Exercise details :: Beneath this instruction is a block of data; output from it exactly the lines that run from the one containing "Target: white baseboard" through the one containing "stainless steel oven.", inclusive.
------ Input
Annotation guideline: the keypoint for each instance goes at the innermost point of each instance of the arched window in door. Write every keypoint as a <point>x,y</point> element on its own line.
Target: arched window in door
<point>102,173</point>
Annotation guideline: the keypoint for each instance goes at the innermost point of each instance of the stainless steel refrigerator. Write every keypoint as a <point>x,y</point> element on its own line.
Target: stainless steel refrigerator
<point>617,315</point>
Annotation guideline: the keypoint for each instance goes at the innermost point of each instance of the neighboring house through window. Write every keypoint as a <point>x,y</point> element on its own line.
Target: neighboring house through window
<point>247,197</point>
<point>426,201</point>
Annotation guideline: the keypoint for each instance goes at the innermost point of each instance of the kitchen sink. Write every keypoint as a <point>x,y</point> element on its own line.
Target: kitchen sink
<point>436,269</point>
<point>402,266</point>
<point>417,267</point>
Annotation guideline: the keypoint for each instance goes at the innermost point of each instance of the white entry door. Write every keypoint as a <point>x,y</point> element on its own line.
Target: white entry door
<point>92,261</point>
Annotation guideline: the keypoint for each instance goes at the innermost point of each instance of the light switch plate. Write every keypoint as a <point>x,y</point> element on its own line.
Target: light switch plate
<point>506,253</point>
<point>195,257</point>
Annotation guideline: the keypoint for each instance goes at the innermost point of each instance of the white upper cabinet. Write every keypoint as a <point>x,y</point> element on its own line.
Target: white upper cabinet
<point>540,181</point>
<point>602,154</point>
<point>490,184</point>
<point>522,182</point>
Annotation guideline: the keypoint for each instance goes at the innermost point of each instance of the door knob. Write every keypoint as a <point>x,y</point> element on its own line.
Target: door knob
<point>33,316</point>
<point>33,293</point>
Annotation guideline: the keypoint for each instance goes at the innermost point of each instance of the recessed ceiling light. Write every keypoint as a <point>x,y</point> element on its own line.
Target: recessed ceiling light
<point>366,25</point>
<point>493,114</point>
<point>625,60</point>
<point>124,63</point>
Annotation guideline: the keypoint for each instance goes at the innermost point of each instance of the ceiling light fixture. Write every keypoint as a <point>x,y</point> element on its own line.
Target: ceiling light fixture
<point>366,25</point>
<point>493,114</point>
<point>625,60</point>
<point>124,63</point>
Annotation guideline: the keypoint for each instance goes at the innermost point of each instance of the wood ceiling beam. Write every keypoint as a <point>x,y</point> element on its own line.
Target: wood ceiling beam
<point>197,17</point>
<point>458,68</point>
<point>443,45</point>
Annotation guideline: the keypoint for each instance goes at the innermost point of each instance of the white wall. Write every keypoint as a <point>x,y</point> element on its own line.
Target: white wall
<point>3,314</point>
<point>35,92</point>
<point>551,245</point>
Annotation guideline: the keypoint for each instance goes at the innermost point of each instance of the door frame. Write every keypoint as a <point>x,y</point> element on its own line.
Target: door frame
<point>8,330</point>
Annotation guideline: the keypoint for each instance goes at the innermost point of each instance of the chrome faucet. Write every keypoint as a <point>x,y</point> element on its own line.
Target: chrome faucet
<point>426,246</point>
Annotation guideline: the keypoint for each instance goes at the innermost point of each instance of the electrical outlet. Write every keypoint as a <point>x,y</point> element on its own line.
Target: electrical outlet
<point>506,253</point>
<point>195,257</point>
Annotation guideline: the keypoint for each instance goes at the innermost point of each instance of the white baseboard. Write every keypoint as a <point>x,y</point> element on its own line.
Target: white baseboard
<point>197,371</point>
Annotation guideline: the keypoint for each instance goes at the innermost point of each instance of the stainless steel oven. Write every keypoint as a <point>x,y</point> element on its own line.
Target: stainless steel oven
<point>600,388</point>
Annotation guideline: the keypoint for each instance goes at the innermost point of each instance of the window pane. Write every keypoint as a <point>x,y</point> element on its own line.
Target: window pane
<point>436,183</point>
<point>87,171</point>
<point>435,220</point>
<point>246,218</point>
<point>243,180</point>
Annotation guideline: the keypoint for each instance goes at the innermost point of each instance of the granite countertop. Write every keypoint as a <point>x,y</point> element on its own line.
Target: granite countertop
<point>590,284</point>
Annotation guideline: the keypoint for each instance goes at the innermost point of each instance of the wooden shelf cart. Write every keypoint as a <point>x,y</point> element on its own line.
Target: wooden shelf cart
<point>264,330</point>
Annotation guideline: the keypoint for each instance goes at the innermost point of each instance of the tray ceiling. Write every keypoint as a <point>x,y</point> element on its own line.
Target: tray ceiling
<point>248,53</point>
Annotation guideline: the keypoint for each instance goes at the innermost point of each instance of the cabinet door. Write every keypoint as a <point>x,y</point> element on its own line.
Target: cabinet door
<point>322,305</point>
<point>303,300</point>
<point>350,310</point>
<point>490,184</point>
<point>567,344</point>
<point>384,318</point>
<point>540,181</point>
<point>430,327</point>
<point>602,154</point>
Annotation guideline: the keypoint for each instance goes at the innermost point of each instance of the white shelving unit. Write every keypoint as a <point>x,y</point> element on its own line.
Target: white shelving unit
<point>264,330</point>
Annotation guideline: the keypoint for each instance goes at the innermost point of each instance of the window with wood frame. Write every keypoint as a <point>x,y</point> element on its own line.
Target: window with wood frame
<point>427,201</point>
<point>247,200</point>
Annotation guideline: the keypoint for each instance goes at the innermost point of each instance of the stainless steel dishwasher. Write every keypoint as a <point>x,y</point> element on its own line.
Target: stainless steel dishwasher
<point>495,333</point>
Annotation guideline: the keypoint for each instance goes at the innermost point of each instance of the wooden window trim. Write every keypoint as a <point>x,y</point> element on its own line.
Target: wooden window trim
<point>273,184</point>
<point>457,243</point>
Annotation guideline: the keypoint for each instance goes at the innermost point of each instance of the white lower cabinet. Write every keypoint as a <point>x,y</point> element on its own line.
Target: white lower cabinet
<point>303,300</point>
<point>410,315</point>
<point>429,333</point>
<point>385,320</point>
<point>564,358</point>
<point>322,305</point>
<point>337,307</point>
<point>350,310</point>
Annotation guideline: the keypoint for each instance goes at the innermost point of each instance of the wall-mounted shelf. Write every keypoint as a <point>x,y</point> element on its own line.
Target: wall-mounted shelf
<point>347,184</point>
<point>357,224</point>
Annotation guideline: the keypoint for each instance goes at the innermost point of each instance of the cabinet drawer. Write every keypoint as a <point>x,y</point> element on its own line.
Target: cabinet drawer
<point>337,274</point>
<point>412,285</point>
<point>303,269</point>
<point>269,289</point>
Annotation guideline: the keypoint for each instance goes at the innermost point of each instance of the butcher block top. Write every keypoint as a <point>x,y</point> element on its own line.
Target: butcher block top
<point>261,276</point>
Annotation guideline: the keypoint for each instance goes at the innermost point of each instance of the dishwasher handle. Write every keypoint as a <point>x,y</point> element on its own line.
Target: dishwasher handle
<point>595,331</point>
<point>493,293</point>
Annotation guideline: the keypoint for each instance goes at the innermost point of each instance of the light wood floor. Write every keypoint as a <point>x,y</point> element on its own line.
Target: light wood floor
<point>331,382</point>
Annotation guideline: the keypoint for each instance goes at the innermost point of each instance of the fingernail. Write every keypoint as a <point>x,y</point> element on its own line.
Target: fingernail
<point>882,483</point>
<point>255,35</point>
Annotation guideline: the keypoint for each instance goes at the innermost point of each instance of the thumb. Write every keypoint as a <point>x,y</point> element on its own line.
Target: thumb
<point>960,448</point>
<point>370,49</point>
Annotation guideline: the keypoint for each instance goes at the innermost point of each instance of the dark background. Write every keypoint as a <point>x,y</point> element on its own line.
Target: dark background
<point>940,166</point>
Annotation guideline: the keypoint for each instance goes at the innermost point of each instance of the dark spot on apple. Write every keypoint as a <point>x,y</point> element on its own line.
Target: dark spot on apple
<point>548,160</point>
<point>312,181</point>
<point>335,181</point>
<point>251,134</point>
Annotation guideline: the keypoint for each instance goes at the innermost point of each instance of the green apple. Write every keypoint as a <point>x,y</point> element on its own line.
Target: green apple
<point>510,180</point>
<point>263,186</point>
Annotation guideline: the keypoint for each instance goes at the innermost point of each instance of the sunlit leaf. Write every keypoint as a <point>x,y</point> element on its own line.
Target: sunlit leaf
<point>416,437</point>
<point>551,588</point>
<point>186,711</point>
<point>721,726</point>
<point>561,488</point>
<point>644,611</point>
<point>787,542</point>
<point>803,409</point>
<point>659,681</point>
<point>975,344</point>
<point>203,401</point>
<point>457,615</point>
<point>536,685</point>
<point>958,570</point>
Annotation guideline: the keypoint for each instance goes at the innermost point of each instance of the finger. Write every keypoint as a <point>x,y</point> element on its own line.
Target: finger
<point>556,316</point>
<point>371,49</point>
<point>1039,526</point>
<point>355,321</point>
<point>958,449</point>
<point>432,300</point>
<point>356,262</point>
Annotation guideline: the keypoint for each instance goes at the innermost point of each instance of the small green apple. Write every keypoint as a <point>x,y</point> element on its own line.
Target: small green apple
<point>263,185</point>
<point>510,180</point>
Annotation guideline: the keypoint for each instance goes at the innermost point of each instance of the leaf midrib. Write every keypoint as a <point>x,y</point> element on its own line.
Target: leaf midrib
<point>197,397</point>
------------
Output ::
Target: white baseboard
<point>197,371</point>
Annotation guideline: the keypoint for each instance goes at the innermost point of each instance of the stainless steel oven. Write every keypoint as a <point>x,y</point> element on its own line.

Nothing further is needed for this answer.